## Problem to work on
Using the entries that follow, write out the line containing "Target: auto show display platform", the line containing "Target: grille honeycomb mesh", and every line between them, exactly and nothing else.

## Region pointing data
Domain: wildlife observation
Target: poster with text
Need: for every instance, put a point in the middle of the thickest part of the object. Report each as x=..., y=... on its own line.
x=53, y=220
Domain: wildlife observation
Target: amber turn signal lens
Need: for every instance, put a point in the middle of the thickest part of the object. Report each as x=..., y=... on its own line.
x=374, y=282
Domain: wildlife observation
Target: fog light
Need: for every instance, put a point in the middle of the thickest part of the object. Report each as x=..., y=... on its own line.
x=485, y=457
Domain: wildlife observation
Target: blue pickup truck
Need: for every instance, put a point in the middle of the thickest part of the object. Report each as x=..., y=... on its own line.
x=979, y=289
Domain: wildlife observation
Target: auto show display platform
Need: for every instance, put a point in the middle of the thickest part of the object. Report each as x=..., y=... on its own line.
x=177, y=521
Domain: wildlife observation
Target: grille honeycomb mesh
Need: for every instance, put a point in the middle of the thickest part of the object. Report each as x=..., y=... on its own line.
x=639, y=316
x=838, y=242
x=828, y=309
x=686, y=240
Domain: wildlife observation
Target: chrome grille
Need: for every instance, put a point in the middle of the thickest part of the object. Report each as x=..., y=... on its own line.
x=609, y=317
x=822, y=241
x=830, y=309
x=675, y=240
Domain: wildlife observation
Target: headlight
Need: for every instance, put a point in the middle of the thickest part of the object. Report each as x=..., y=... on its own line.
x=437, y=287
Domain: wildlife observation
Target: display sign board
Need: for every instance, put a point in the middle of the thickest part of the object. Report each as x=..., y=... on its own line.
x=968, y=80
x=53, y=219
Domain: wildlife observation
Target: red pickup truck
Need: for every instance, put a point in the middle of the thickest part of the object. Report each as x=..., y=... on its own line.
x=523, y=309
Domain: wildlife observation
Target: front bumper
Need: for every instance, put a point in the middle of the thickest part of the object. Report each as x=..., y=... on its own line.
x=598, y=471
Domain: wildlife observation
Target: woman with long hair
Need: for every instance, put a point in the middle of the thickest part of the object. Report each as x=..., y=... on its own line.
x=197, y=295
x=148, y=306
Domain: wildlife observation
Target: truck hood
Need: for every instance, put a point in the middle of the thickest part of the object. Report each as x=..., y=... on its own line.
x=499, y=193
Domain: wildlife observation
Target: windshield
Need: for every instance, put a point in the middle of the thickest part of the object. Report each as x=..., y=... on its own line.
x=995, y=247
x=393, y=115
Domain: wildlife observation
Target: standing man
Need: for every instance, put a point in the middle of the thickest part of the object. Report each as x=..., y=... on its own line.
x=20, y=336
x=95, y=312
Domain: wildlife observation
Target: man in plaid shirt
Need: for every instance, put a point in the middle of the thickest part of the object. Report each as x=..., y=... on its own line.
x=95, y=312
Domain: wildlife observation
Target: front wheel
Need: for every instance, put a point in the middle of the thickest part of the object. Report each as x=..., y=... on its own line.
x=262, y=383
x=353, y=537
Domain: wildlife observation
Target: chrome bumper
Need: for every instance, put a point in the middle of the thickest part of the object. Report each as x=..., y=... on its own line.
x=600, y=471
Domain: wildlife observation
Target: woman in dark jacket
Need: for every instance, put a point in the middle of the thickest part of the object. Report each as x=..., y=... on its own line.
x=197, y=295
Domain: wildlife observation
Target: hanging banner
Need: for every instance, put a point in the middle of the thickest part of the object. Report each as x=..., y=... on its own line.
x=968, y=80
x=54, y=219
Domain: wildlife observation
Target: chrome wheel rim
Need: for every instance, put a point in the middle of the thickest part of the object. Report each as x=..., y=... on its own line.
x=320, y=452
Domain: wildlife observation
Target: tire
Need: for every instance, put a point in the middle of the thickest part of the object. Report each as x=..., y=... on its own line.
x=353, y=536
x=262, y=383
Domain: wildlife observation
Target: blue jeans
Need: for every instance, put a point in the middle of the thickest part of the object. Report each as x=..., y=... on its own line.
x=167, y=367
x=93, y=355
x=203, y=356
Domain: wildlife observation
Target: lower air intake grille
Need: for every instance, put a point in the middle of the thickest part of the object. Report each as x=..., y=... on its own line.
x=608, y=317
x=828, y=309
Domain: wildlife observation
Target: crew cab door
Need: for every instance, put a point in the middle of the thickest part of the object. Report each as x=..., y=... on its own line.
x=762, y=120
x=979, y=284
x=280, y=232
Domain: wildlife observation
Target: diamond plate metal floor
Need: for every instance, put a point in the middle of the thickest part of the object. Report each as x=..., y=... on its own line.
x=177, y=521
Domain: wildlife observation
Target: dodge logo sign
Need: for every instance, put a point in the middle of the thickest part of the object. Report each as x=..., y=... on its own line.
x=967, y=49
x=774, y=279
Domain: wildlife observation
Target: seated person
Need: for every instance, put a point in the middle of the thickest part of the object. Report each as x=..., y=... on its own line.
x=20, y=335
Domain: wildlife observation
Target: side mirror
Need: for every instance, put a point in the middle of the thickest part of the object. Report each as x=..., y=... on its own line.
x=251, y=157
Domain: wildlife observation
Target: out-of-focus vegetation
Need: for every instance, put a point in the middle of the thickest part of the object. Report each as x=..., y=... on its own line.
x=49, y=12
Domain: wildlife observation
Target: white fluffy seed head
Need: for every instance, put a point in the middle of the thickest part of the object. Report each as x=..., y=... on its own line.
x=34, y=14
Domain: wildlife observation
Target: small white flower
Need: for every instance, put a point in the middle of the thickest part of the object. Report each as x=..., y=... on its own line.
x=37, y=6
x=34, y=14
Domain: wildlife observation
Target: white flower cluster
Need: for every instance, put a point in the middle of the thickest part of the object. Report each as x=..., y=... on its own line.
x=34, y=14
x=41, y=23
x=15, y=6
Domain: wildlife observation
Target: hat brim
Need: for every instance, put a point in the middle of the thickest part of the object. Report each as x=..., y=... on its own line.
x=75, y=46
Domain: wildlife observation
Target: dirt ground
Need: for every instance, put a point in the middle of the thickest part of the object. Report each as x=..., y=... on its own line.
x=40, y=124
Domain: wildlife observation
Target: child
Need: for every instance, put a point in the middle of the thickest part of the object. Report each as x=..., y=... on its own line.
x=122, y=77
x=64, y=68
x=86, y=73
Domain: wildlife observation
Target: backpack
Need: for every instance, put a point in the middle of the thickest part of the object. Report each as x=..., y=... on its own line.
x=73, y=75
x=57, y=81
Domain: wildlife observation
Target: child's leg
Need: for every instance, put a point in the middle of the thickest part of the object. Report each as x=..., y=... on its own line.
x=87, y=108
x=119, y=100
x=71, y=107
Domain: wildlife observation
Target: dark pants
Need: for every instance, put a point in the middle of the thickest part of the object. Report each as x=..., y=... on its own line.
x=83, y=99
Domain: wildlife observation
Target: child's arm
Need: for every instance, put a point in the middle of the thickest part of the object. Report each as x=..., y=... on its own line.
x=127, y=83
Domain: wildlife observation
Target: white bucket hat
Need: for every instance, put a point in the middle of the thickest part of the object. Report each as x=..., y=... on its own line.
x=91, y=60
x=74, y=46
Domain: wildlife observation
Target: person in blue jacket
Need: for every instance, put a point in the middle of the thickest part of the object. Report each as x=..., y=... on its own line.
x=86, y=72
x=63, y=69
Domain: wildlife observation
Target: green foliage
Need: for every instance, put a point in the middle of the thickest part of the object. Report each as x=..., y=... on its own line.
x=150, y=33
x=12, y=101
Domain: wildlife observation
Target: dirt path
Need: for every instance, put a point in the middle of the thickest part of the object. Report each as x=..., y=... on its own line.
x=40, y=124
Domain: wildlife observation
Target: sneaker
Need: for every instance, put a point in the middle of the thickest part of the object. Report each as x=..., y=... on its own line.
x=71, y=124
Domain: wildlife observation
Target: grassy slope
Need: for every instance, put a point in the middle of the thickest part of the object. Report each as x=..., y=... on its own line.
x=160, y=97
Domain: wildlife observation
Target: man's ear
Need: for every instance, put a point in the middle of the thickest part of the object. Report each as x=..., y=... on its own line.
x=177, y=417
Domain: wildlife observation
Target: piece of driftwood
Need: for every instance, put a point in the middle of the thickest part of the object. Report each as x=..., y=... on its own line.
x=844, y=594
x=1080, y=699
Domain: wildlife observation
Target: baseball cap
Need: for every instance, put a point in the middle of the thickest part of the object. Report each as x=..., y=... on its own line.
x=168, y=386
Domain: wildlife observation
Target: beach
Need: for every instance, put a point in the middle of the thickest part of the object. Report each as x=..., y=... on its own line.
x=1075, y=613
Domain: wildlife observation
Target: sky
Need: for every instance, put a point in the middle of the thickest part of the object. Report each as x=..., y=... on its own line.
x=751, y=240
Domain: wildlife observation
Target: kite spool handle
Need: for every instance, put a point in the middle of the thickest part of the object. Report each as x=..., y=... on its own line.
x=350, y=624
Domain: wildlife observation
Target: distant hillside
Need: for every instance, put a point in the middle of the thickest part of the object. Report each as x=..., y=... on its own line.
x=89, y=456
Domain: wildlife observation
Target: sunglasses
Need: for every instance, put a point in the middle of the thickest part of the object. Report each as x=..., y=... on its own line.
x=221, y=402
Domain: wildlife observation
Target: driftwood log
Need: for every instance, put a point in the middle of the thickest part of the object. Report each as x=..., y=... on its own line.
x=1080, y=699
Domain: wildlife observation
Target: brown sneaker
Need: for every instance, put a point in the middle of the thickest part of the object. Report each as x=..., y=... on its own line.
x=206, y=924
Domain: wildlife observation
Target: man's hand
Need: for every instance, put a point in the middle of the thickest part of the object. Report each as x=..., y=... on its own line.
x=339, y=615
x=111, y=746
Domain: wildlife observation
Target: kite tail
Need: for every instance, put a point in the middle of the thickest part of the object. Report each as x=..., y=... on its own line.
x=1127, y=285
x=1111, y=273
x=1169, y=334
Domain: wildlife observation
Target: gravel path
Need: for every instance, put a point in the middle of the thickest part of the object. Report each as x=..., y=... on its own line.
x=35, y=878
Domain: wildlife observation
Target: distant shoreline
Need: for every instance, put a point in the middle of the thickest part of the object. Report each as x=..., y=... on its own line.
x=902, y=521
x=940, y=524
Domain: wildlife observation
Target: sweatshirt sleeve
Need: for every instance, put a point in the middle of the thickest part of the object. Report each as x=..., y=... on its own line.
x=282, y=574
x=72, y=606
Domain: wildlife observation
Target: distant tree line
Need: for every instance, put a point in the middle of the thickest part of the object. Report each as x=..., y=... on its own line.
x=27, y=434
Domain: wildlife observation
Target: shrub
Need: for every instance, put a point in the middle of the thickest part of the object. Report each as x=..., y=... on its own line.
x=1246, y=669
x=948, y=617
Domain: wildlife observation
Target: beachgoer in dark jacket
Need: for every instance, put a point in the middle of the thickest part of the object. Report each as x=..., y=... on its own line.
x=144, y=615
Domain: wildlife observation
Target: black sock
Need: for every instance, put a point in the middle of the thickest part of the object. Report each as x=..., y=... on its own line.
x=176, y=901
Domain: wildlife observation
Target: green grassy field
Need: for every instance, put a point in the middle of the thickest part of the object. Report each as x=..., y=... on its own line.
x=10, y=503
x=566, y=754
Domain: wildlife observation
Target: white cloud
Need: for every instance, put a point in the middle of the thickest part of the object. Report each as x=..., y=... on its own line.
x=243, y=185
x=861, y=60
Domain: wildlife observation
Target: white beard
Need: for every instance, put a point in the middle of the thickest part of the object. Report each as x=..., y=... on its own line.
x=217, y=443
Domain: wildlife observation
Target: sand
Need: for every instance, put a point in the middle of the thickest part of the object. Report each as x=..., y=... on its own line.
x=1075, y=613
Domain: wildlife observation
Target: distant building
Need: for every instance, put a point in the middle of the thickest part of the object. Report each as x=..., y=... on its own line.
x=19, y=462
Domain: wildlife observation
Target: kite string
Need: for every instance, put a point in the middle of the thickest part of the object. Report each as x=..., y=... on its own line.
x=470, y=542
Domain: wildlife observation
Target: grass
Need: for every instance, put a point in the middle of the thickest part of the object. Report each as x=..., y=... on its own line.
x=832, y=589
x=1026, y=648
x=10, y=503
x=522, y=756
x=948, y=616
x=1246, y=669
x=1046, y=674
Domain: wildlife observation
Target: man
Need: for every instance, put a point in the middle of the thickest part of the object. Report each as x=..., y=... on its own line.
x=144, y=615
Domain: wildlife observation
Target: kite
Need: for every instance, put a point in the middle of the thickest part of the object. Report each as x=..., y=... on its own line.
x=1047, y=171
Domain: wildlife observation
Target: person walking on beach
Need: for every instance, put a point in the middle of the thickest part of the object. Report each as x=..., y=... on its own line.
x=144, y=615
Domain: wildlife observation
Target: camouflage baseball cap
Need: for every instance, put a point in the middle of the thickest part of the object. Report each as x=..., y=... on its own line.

## Response to this task
Target: auto show display platform
Need: for every instance, put a point in the middle of the thickest part of the object. Report each as x=..., y=... on its own line.
x=177, y=521
Domain: wildlife observation
Target: grille honeycomb mesh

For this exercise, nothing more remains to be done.